* _Available data_:
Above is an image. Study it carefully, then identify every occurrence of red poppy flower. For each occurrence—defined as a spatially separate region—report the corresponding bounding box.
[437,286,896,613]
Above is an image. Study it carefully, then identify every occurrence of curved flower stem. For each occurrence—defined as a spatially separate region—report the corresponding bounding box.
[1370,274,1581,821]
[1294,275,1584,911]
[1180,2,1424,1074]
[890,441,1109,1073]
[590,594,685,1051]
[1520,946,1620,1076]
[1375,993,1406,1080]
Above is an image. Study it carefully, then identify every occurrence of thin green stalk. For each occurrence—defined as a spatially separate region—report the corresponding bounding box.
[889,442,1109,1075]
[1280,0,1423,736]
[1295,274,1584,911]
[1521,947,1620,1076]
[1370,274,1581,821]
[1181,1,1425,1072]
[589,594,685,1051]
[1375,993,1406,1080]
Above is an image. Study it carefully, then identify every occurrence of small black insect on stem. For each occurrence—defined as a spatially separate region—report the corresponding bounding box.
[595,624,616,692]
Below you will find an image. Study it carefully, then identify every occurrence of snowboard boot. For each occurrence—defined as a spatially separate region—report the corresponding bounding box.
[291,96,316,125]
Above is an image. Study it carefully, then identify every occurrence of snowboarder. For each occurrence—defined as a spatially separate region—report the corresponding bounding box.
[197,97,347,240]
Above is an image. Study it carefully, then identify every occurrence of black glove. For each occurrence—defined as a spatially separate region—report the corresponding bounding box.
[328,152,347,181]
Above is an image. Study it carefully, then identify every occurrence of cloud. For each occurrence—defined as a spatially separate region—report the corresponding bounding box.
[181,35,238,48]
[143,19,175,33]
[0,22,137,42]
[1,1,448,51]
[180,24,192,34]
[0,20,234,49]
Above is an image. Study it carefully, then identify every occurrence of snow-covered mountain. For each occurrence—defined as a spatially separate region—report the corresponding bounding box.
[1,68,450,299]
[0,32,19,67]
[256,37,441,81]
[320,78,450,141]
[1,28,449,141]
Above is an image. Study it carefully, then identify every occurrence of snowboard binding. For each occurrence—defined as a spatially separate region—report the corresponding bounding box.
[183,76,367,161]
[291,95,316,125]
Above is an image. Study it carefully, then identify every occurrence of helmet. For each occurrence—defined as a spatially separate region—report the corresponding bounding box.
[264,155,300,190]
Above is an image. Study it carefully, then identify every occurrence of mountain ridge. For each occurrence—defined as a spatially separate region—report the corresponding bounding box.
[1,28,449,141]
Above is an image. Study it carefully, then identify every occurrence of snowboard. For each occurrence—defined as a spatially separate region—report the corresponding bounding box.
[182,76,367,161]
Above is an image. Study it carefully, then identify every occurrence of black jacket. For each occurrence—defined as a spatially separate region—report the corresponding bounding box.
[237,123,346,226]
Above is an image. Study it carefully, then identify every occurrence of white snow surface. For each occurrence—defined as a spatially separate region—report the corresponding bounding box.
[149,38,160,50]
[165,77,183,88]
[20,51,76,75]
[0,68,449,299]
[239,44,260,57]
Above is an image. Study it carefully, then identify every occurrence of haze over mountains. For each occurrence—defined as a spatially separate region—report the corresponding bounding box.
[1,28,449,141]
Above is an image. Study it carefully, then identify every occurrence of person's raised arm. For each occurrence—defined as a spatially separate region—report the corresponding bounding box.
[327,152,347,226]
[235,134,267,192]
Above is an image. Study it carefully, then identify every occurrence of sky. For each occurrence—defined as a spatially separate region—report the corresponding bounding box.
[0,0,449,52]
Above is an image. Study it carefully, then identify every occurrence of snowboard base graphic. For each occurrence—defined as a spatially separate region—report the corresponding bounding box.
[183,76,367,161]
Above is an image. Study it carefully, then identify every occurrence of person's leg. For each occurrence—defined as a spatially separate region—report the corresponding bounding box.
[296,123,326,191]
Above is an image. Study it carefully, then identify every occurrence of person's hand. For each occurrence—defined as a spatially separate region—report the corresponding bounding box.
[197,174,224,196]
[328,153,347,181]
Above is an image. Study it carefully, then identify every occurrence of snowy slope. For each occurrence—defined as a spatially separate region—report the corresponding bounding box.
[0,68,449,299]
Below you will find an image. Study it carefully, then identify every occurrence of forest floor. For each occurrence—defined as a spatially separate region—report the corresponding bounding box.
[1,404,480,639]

* _Work task_:
Retype each entry exactly, missing none.

* _Result of the task_:
Above is an image. Study it carefully, then identify every occurrence of red poppy flower. For each occurrence—defined as a spatially separate region—report the corresponding bounding box.
[437,286,896,613]
Above is an image. Study it carefully, then identify every occurrence of curved flower stem. For each occurrence—defined as a spatially separate region—report the corresponding bounding box.
[1370,274,1581,821]
[1294,275,1584,911]
[1180,2,1424,1074]
[890,441,1109,1073]
[590,594,685,1051]
[1520,946,1620,1076]
[1375,993,1406,1080]
Above is an image. Study it carefully, then identify every occurrence of thin green stalk. For each occurrence—defined as a spatially separate region—report the corresponding bounding box.
[889,442,1109,1075]
[1280,0,1423,736]
[1295,274,1584,911]
[1521,947,1620,1076]
[1370,274,1581,821]
[1181,1,1425,1072]
[589,594,685,1051]
[1375,993,1406,1080]
Above is an image. Study it carefully, then identify every occurrence of small black insect on stem. For each occurrence—defined as a spatially separate region—report the corresponding bounding box.
[595,624,616,692]
Below you will find an image. Study it carefully, then identify every occurrence of snowboard boot. For each occurrence—defined as a spatially separate region—report the corresponding bounding box.
[291,96,316,125]
Above is an image. Study it carefully, then identify every occurrence of snowboarder. For each occurrence—defined as a spatially separate region—report the corresponding bounding box.
[197,97,347,240]
Above is an image. Study it carefully, then identify every occurrence of black glove. For each occurrence—defined as a spatially separate region—report the corresponding bounding box.
[328,152,347,181]
Above is an image. Study it carefully, then identify every occurrence of cloud. For each occurrence—defined as a spatially separate region—report the corresponding bounding box.
[181,35,238,48]
[143,19,175,33]
[0,22,137,42]
[1,1,448,51]
[180,24,192,34]
[0,20,234,49]
Above is an image. Study it carefully, then identify every occurrence of snow-covered mountain. For each occurrence—defined as a spatially separate region—report the corresponding bounding box.
[1,68,450,299]
[0,32,19,67]
[256,37,441,81]
[320,78,450,141]
[1,28,449,141]
Above is an image. Study it carefully, then identify every occurrence of snowboard binding. For each occurrence—defined as a spatially separate region—report the corresponding bounding box.
[183,76,367,161]
[291,95,316,125]
Above is an image. Study it carefully, then identify every occurrence of helmet. For each occurrence—defined as a spatially separate region—report the corresponding bounding box.
[264,155,300,190]
Above is an image. Study it carefully, then identify every occurrence of mountain ridge. For each occurrence—defined as a spatially separate region—report the corresponding bounding box.
[1,28,449,141]
Above is an image. Study it carefully, then identify every occurrence of snowboard. For each occurrence—defined as a spatially separate region—report the corresponding bounding box.
[182,76,367,161]
Above is an image. Study it carefully, then identify every occurrence of black jacket. For each occurrence—defined as a spatially separate region—report the corresponding bounding box.
[237,123,346,226]
Above is an image. Study it carefully, then identify every occurrence of white snow surface. For each occurrence—defined as a spatially separate region—report the corresponding bounding box.
[149,38,160,50]
[165,77,183,88]
[20,51,76,75]
[0,68,449,299]
[239,44,260,57]
Above is an image. Study it carefully, then identify every occurrence of haze over mountains. For each occurrence—defined as a spatially separate region—report the corresponding bounding box.
[1,28,449,141]
Above is an image. Study it carefully, then identify every occurrence of person's raised arm. For each occurrence—defined as a spatially separate region—report the corresponding bounding box.
[327,152,347,226]
[235,134,267,192]
Above is an image. Study it carefully, then identify every occurrence of sky. For each occurrence—defined as a spatially separate region—report the corresponding bounding box.
[0,0,449,52]
Above is an image. Study it carefully, then identify every occurrence of snowboard base graphic. For each occurrence—defined as a spatially separate region—report the corresponding bounding box.
[183,76,367,161]
Above is an image. Study it carefully, then identify every occurrence of person's leg. For each occurrence—defined as a spatially separate region—report the corresponding bounding box.
[296,123,326,191]
Above is an image. Study it carefully, then identify every occurrence of person's hand. For each occurrence—defined as a spatially separate region—report the corresponding bounding box.
[197,174,224,196]
[328,153,347,181]
Above is an image. Study it carefully, then identify every occurrence of snowy slope. For each occurrence—defined as a spatially separate region—report the corresponding bounding box.
[0,68,449,299]
Below you will find an image. Study it carefully, then identify every occurrence of forest floor. For each occurrence—defined as a spatially separate region—report the corresponding bounding box.
[1,404,480,639]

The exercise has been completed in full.